TO BE DONE:
**A.** Answer these questions from the Blade Runner passage below:
(i) In which city is the film set?
(ii) In what year was the film released?
(iii) In what month and year does the film take place?
**B.** Continue the Blade Runner passage below with a further paragraph that follows on from its final sentence.

PASSAGE TO READ:
------------

Blade Runner November 2019

blade runner flying car

Anyone who has seen the classic sci-fi noirish film, Blade Runner, is well aware that the film takes place in a then-futuristic Los Angeles on November 2019. Mind you Blade Runner was released in 1982, so a date like 2019 seemed so far off to anyone around back then. Well, here we are at another date that was extrapolated upon in a past sci-fi work, and obviously many of the things projected for this date in Blade Runner have happened. In many instances we should all breathe a sigh of belief that some predictions for this date have not come true.

------------

DATA EXTRACT:

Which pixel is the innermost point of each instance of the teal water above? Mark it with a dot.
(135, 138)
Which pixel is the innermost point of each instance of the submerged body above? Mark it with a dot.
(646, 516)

------------

OUTPUTS IN ORDER:
**A.**
(i) Los Angeles
(ii) 1982
(iii) November 2019

**B.**
Blader Runner car over LA

Then again, some predictions that have yet to occur continue to capture our imaginations. The brightest examples are, of course, the flying cars that filled the rainy L.A. skies throughout the film. Only Back to the Future, Part II featured an equally impressive array and depiction of flying vehicles. There are real-life flying cars, but they are not commonplace nor as attractive as the spinners that Rick Decard flew in. Both the spinners and actual flying cars operate on the same propulsion system used by vertical take-off and landing (VTOL) aircraft. Although flying cars aren’t everywhere and there are many logistical and economic headaches that keep them from becoming commonplace like in Blade Runner (at least for the near future), we are closer and closer to seeing our skies filled with them. Some companies are anticipating such a scenario and are preparing for it. In Miami, the first flying car skyport is nearing completion at the 60-story Paramount Miami World Center, which will have a sky deck on its roof to accommodate flying vehicles. If successful, expect more high rises and more cities to build their own skyports.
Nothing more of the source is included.